=== ARTICLE ===

2.1.4.2. Sentence types. The meaningfulness ratings were analyzed using linear mixed-effects models (LMMs [2932]) with Sentence type (Semantically correct vs. Semantically incorrect vs. Stereotypically congruent vs. Stereotypically incongruent) as a within-subject factor, using the lme4 package [33] for R [34]. In contrast, the probability of use and stereotypicality ratings were also analyzed using LMMs (see above) with Sentence type (Semantically correct vs. Stereotypically congruent vs. Stereotypically incongruent) as a within-subject factor. The meaningfulness, probability of use, and stereotypicality ratings were analyzed using LMMs, which allowed for the assessment of potential differences across the respective conditions, additionally accounting for participant- and item-related variability. Specifically, a maximal model was first computed with a full random-effect structure, including participant-related and item-related variance components for intercepts and by-participant and by-item random slopes for fixed effects [31]. When the data did not support the execution of the maximal model random structure, we reduced the model complexity to arrive at a parsimonious model [35]. To do so, we computed principal component analyses of the random structure and then kept the number of principal components that cumulatively accounted for 100% of the variance. b estimates and significance of fixed effects and interactions (p-values) were based on the Satterthwaite approximation for LMM (the lmerTest package [36]) for R [34]. Post-hoc analyses were calculated using the emmeans package [37] for R [34]. Violin plots were used to visualize the results, as they combine the benefits of box plots and kernel density plots, allowing for a more detailed visualization of the data distribution.

=== RAW DATA ===

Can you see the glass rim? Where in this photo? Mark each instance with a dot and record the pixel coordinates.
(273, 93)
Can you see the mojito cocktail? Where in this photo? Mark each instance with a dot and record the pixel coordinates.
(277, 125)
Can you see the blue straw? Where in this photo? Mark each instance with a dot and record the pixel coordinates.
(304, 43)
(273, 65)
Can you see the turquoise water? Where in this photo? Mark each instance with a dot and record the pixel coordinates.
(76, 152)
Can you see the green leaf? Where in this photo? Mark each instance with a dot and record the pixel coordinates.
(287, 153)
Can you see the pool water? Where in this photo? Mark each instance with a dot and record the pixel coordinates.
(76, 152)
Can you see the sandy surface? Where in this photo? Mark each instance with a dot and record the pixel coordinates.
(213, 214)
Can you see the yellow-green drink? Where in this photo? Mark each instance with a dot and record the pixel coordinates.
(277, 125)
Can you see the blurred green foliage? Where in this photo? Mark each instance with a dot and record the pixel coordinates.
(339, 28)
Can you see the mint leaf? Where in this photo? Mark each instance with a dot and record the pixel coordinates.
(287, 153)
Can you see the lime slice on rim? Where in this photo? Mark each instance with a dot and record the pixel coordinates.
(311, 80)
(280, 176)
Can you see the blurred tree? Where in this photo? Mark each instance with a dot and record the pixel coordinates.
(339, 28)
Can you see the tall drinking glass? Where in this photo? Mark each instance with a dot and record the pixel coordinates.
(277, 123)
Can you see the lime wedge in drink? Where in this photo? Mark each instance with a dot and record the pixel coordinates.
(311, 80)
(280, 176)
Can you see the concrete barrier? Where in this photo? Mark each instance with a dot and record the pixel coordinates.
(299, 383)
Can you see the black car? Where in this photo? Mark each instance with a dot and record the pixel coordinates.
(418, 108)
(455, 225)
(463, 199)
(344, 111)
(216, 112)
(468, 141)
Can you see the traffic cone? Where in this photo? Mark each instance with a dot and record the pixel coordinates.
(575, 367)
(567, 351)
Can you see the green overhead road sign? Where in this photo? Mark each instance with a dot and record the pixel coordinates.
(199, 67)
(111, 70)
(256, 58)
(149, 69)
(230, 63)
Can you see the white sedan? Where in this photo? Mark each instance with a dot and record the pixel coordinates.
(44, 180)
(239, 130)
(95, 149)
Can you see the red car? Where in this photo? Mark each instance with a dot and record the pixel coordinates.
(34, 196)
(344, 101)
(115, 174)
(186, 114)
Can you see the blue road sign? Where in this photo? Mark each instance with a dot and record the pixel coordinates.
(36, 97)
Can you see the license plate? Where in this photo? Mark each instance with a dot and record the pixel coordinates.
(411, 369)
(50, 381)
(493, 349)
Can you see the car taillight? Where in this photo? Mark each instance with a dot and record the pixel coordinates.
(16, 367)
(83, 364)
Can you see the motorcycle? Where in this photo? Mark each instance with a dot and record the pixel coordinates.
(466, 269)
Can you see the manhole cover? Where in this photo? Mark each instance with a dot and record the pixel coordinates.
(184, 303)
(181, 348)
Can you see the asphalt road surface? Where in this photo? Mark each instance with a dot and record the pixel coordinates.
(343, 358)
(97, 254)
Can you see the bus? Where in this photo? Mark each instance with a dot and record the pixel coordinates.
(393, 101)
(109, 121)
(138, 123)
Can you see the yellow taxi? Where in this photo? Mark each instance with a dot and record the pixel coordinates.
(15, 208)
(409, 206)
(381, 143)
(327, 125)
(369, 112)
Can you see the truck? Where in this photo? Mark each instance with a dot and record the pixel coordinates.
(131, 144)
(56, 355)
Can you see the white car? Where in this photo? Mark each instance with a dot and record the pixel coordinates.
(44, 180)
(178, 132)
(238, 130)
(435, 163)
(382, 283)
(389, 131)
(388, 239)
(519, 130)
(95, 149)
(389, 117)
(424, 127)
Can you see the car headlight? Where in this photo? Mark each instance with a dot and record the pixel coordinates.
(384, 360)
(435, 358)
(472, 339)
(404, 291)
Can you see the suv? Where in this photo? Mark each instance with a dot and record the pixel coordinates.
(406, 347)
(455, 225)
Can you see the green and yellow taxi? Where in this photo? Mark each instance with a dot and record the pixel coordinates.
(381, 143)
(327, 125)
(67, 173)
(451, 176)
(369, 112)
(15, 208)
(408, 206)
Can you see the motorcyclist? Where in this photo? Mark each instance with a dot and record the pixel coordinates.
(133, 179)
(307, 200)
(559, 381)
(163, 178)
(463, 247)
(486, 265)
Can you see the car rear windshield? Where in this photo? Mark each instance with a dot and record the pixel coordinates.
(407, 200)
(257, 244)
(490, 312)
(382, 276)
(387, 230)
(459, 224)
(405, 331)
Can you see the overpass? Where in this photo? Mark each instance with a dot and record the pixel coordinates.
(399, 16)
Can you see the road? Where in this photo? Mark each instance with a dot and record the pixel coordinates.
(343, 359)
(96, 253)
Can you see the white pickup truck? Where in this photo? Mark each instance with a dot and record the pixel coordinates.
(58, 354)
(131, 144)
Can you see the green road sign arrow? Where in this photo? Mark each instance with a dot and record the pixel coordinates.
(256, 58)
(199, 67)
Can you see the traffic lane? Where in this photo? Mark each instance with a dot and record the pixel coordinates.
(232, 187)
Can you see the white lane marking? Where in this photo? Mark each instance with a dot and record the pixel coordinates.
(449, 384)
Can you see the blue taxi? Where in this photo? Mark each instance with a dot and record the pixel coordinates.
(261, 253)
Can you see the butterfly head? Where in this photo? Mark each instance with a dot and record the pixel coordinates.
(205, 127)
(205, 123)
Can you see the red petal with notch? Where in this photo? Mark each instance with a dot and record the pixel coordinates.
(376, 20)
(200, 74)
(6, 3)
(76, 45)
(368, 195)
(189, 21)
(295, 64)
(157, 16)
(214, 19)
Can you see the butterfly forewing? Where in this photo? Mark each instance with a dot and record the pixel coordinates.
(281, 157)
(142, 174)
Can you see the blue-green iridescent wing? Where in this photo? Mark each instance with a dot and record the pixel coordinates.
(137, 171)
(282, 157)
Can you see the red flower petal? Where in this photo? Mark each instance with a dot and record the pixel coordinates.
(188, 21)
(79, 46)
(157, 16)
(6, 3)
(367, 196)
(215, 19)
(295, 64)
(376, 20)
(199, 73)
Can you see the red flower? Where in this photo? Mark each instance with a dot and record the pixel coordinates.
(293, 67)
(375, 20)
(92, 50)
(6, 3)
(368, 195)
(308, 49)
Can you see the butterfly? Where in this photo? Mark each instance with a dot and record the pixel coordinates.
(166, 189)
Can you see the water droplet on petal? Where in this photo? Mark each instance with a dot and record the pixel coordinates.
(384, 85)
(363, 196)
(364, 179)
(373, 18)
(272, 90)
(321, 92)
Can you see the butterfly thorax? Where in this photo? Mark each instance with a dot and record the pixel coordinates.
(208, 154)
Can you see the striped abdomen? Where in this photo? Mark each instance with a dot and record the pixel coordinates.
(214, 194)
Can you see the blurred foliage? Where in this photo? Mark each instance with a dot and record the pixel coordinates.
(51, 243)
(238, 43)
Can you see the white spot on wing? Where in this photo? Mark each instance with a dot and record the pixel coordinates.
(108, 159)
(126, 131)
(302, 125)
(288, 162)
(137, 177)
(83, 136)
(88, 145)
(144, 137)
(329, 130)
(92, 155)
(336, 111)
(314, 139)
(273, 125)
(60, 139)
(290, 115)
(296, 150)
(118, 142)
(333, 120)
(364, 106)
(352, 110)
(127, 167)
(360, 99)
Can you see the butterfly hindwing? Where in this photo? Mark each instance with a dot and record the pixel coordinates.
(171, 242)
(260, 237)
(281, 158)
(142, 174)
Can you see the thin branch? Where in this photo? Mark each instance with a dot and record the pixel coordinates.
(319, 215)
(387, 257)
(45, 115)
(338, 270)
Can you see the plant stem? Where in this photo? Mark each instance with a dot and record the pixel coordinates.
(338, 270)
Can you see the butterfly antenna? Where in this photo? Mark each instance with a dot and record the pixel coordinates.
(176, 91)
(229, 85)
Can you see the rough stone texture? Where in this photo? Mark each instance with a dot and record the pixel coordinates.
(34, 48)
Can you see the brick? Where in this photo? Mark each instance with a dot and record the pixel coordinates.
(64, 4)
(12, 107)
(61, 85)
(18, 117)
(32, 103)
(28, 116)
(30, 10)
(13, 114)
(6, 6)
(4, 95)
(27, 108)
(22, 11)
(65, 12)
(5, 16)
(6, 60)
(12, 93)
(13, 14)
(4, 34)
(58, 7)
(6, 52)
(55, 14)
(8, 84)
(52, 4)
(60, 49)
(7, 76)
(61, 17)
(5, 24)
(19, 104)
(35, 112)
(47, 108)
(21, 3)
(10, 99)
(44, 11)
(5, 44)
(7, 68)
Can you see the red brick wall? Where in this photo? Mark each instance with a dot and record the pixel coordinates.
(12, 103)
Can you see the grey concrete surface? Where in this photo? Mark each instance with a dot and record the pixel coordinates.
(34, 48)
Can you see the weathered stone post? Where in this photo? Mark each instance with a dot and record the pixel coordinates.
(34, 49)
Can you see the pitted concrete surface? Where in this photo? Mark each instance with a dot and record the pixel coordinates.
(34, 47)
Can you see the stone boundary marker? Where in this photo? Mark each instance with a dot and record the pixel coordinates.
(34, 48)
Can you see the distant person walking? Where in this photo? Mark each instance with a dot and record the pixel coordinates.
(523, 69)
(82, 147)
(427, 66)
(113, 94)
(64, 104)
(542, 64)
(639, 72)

===

Please copy out the methods passage on sentence types above word for word, from its heading through its last sentence.

• SOLUTION TO THIS EXERCISE:
2.1.4.2. Sentence types. The meaningfulness ratings were analyzed using linear mixed-effects models (LMMs [2932]) with Sentence type (Semantically correct vs. Semantically incorrect vs. Stereotypically congruent vs. Stereotypically incongruent) as a within-subject factor, using the lme4 package [33] for R [34]. In contrast, the probability of use and stereotypicality ratings were also analyzed using LMMs (see above) with Sentence type (Semantically correct vs. Stereotypically congruent vs. Stereotypically incongruent) as a within-subject factor. The meaningfulness, probability of use, and stereotypicality ratings were analyzed using LMMs, which allowed for the assessment of potential differences across the respective conditions, additionally accounting for participant- and item-related variability. Specifically, a maximal model was first computed with a full random-effect structure, including participant-related and item-related variance components for intercepts and by-participant and by-item random slopes for fixed effects [31]. When the data did not support the execution of the maximal model random structure, we reduced the model complexity to arrive at a parsimonious model [35]. To do so, we computed principal component analyses of the random structure and then kept the number of principal components that cumulatively accounted for 100% of the variance. b estimates and significance of fixed effects and interactions (p-values) were based on the Satterthwaite approximation for LMM (the lmerTest package [36]) for R [34]. Post-hoc analyses were calculated using the emmeans package [37] for R [34]. Violin plots were used to visualize the results, as they combine the benefits of box plots and kernel density plots, allowing for a more detailed visualization of the data distribution.